# Dataset content
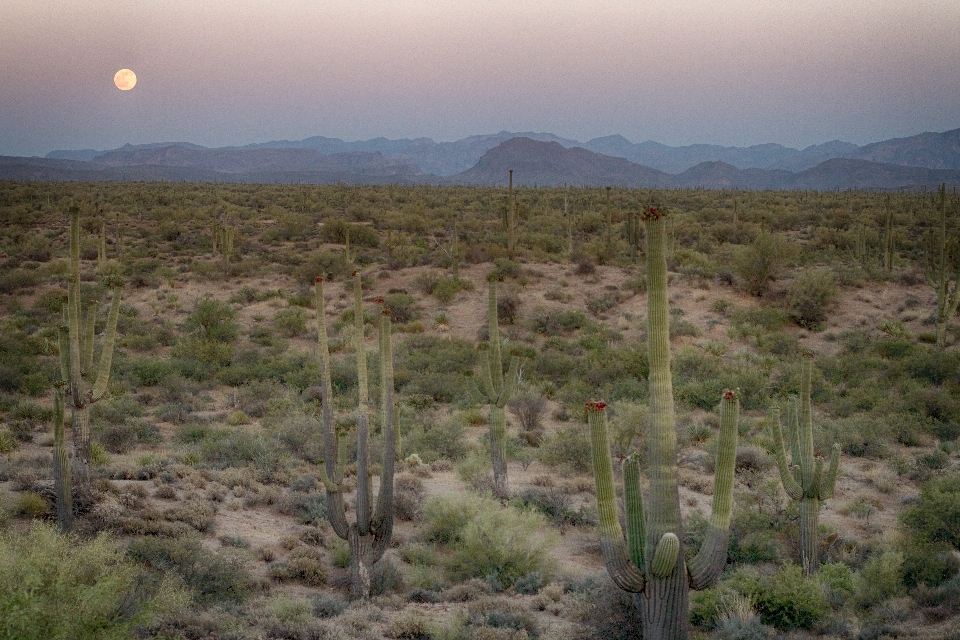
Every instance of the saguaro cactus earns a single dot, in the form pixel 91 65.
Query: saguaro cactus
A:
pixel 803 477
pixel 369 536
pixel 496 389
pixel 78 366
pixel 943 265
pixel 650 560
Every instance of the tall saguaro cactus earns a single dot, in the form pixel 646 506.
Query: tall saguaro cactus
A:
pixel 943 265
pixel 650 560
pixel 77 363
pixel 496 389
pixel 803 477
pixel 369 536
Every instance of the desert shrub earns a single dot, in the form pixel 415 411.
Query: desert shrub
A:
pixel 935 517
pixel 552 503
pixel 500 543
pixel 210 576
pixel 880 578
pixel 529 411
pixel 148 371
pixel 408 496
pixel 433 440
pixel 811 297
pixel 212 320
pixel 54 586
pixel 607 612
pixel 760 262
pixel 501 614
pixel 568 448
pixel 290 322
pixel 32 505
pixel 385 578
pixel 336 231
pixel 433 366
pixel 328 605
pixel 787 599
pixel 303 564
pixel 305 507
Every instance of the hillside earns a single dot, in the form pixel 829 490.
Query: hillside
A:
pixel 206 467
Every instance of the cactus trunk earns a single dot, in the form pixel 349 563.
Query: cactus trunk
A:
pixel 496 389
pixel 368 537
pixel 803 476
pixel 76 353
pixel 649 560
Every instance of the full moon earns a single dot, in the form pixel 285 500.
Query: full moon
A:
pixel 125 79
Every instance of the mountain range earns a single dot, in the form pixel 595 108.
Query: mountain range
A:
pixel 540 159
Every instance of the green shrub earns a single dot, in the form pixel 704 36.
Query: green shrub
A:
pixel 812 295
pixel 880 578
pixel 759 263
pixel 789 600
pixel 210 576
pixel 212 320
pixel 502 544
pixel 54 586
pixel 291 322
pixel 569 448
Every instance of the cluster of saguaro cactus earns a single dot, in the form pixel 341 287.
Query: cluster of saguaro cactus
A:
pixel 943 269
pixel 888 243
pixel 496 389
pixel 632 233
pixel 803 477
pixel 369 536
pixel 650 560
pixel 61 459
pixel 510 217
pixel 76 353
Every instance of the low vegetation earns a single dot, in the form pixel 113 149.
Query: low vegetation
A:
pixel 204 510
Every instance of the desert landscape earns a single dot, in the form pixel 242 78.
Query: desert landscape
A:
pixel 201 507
---
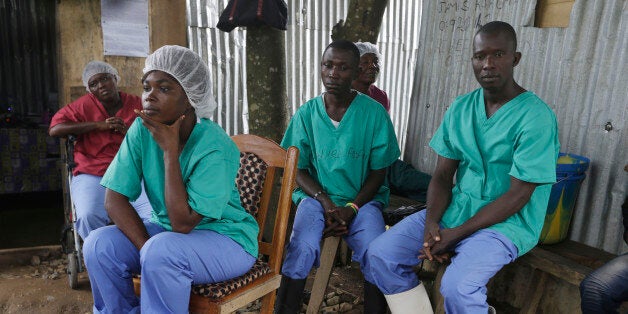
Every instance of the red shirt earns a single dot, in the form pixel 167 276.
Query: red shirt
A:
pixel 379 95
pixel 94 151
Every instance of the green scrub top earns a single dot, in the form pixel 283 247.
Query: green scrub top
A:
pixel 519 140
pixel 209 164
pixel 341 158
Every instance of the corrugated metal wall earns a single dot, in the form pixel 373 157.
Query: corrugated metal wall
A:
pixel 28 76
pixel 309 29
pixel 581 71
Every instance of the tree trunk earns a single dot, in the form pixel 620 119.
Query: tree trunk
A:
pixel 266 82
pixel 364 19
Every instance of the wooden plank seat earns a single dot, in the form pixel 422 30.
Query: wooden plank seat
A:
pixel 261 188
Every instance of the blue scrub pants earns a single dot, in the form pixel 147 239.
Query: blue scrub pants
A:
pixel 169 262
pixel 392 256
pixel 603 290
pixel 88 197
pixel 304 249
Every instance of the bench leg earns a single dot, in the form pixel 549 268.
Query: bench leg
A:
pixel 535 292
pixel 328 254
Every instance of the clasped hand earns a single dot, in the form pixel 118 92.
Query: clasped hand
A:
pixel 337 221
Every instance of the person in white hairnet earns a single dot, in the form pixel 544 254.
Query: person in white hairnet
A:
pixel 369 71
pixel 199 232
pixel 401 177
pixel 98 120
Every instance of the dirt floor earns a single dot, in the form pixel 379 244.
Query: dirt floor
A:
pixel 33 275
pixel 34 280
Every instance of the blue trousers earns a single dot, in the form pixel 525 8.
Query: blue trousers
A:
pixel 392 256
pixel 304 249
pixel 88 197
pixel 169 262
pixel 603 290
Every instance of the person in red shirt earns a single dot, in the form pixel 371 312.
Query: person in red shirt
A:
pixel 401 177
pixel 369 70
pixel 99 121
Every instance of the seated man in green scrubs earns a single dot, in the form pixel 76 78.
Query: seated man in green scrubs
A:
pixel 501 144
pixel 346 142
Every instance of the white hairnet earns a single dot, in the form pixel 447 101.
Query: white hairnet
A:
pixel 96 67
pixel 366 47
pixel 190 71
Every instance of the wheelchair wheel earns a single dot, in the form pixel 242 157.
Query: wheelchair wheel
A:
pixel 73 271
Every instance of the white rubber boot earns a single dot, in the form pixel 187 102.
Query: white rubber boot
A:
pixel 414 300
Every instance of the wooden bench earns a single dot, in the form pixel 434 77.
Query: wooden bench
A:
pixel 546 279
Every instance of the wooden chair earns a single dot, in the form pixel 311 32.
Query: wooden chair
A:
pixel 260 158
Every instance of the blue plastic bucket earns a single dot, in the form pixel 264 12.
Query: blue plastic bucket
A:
...
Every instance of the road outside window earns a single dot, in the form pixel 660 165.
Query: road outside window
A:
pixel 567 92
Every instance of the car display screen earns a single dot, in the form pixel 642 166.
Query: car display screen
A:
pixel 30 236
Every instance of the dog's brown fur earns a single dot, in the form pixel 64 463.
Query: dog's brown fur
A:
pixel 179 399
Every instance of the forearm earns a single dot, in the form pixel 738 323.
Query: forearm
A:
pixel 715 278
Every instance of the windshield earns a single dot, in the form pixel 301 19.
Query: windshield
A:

# What needs to be done
Take the listing above and repeat exactly the lines from the one containing "Every instance of the saguaro" through the one containing "Query: mountain range", both included.

# Answer to the problem
Every instance of the saguaro cactus earns a single dot, in the form pixel 91 65.
Query: saguaro cactus
A:
pixel 803 477
pixel 369 536
pixel 496 389
pixel 78 366
pixel 943 265
pixel 650 560
Every instance of the tall saguaro cactus earns a single dot, in the form pixel 646 506.
Query: tall saguaro cactus
A:
pixel 943 265
pixel 650 560
pixel 77 363
pixel 496 389
pixel 803 477
pixel 369 536
Every instance of the desert shrub earns a single dot, in the form pixel 415 411.
Query: desert shrub
A:
pixel 935 517
pixel 552 503
pixel 500 543
pixel 210 576
pixel 880 578
pixel 529 411
pixel 148 371
pixel 408 496
pixel 433 440
pixel 811 297
pixel 212 320
pixel 54 586
pixel 607 612
pixel 760 262
pixel 501 614
pixel 568 448
pixel 290 322
pixel 32 505
pixel 385 578
pixel 336 231
pixel 433 366
pixel 328 605
pixel 787 599
pixel 303 564
pixel 305 507
Every instance of the hillside earns a single dot, in the form pixel 829 490.
Query: hillside
A:
pixel 206 467
Every instance of the cactus trunk earns a single dot, in the form pixel 349 563.
Query: cactus trunk
A:
pixel 496 389
pixel 368 537
pixel 803 476
pixel 76 353
pixel 649 560
Every instance of the full moon earns a single dot, in the form pixel 285 500.
Query: full moon
A:
pixel 125 79
Every instance of the mountain range earns a single dot, in the form pixel 595 108.
Query: mountain range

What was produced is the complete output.